Stated problem: Extract verbatim the stretch of the data running from the line that contains "TARGET = four-engine propeller airliner" through the end of the data, with both ends included.

Data shown:
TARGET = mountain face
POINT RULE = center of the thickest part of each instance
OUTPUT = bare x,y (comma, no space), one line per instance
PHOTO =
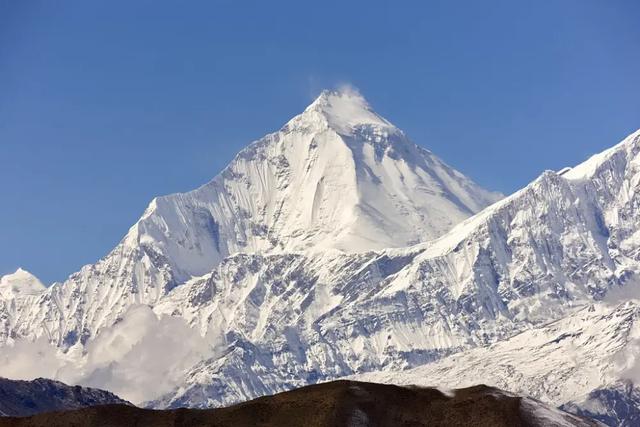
25,398
563,243
339,403
20,284
616,405
290,265
336,177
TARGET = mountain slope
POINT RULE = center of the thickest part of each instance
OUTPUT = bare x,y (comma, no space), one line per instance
24,398
340,403
20,284
338,176
537,256
617,405
289,315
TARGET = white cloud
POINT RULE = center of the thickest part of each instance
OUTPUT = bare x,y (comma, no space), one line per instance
139,358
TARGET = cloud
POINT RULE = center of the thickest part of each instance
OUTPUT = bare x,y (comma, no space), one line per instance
140,358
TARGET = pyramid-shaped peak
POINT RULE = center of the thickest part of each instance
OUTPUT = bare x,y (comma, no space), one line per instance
344,109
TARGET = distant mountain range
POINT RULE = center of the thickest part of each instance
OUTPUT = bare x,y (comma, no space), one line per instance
336,247
334,404
24,398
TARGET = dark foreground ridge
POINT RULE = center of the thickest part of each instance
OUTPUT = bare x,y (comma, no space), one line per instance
338,403
23,398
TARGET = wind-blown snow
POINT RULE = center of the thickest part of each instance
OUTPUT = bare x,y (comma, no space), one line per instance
297,264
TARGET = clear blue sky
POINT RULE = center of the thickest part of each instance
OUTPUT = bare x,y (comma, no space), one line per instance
106,104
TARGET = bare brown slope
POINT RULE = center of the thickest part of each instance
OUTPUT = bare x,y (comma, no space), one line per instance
339,403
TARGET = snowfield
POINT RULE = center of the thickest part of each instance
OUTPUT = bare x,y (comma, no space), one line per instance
336,247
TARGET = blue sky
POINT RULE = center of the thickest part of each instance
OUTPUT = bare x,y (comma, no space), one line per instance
104,105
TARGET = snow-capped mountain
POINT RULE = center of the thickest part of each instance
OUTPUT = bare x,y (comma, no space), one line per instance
20,284
338,176
562,243
297,263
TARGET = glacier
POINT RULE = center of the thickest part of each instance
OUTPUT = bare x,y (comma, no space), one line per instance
337,247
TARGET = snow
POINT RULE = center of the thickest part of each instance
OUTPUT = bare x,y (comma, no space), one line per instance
20,283
337,247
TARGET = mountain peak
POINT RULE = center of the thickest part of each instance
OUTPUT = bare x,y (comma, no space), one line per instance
344,110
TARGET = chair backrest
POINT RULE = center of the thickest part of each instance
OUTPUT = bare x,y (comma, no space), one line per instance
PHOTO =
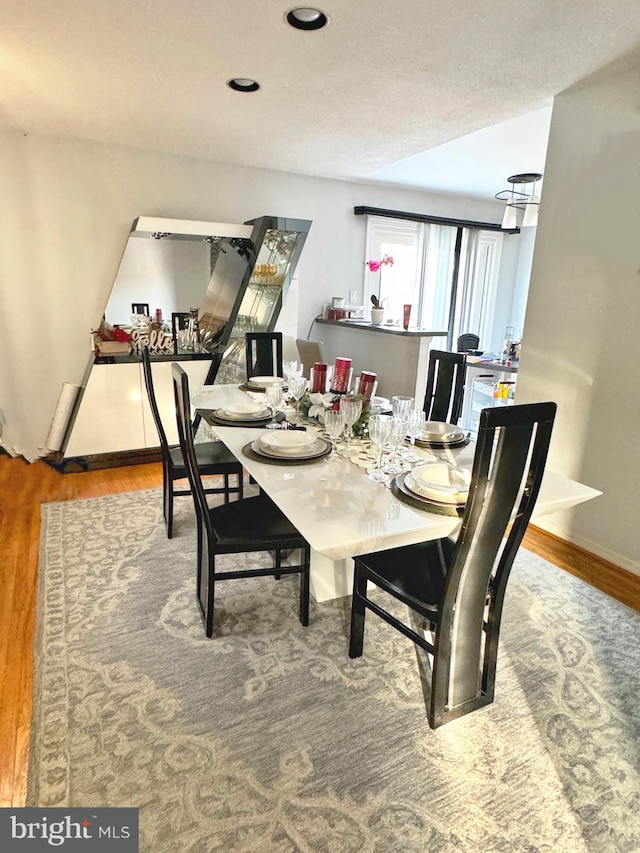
148,381
264,354
468,342
508,466
445,386
187,445
310,352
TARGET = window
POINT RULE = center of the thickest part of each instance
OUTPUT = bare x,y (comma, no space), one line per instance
448,273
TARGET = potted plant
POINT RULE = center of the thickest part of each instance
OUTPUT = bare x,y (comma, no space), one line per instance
377,312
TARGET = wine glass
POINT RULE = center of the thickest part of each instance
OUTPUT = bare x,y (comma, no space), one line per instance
334,424
297,387
379,431
396,439
352,408
273,398
415,425
292,369
401,406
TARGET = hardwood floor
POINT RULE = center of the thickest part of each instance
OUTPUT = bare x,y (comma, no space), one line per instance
24,487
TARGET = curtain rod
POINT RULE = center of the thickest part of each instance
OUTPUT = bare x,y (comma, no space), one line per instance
435,220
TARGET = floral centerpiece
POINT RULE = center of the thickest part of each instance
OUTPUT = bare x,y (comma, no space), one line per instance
314,405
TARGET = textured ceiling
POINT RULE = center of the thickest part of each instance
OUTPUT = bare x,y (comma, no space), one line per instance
383,82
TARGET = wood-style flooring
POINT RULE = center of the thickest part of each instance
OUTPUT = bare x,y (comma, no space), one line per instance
23,487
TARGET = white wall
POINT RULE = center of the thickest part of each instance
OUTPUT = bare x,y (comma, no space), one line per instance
581,325
68,206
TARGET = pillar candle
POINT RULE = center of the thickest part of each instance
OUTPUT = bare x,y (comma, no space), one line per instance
367,382
319,384
341,371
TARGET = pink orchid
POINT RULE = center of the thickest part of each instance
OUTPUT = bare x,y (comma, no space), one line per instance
374,266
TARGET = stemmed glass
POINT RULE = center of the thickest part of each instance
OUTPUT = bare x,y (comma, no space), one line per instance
292,369
415,426
297,387
401,406
273,398
334,424
352,408
379,432
396,439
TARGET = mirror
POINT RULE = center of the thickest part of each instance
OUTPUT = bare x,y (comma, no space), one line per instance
170,275
166,265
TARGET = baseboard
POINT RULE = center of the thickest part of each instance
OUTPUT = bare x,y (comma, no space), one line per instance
612,579
77,464
617,560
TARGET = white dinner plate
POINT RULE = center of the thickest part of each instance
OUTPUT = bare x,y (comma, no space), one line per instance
440,481
319,447
264,381
289,442
439,431
248,409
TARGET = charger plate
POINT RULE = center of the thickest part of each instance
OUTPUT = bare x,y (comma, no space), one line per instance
404,493
211,417
260,456
260,414
442,445
439,480
288,442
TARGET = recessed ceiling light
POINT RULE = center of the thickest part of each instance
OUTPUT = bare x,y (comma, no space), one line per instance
243,84
306,18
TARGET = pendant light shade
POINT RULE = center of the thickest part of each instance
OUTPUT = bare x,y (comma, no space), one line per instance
520,199
509,220
531,212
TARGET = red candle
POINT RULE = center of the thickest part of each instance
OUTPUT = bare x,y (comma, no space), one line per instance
367,382
319,384
341,372
406,316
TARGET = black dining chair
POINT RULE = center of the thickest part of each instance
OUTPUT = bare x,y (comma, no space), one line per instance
468,342
264,354
213,459
457,586
445,386
241,527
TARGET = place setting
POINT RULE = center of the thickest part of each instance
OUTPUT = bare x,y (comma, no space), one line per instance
260,384
438,435
289,447
437,486
246,414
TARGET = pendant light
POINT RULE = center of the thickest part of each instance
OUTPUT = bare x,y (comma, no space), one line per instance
520,199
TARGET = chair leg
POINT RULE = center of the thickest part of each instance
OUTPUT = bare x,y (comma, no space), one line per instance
277,561
358,611
304,587
207,573
168,504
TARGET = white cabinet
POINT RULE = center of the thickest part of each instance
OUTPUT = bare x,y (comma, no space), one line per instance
480,390
114,413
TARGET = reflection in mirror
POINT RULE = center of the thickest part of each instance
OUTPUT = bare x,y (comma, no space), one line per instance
170,275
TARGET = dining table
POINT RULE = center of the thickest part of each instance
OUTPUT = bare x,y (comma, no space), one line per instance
339,511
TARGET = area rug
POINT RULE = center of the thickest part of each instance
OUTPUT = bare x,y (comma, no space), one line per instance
269,738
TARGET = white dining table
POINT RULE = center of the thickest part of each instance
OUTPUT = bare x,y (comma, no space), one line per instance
339,511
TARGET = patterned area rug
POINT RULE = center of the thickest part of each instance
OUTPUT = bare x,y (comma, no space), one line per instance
268,738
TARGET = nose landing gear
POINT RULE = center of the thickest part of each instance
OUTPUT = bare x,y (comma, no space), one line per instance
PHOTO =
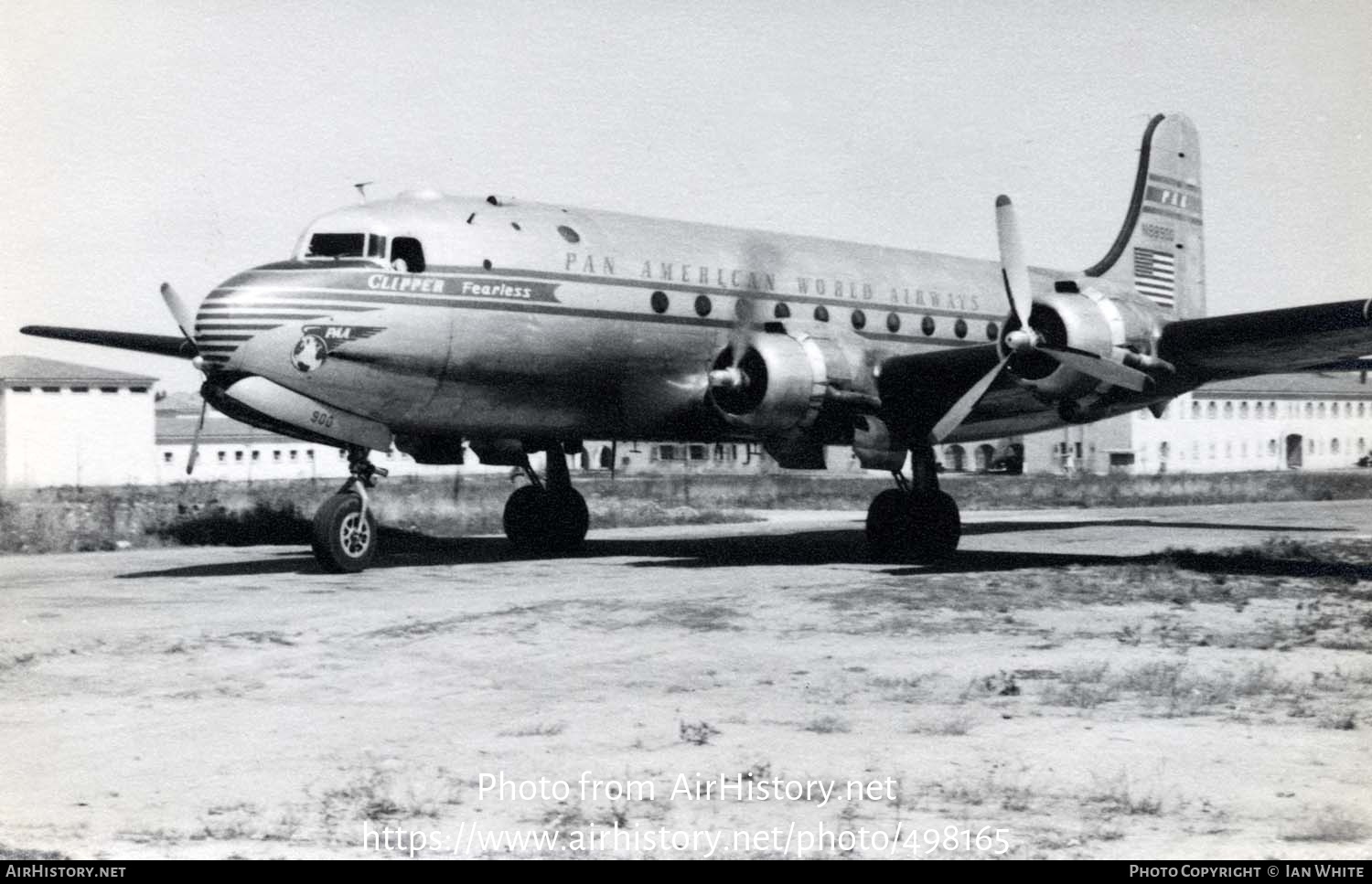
546,516
914,521
345,535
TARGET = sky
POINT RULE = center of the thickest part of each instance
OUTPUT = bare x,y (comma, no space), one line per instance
186,142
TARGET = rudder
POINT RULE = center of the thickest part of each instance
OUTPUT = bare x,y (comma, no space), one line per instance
1160,251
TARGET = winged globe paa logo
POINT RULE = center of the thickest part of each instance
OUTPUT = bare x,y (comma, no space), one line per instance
317,342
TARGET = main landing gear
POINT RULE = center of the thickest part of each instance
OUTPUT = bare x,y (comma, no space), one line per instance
914,521
345,530
548,516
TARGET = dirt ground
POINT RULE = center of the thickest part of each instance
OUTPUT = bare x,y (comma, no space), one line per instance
1058,689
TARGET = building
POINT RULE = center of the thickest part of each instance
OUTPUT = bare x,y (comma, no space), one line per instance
1270,422
65,424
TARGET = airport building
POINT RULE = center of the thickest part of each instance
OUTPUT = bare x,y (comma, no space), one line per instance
65,424
1270,422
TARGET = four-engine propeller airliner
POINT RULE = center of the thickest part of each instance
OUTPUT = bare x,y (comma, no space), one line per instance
436,323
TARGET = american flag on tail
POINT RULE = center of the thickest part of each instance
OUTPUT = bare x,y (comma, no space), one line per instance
1155,276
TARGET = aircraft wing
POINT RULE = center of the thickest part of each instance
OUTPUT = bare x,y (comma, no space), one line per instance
159,345
1319,337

Answer to this task:
TARGET = four-engine propeller airliner
POINT RULE = center of the thickest part of each instance
OUTPUT = bare x,y (comma, no space), one line per instance
436,323
TARGET = american flag on tail
POINT RULE = center of the thickest part of each instance
OUTPUT = bare x,y (comma, no space), one line per instance
1155,276
TARGET = aircraft wing
POINT RULE = center of the thickest part of each instance
OUTPUT = bare x,y (comma, no space), one line per instance
159,345
1319,337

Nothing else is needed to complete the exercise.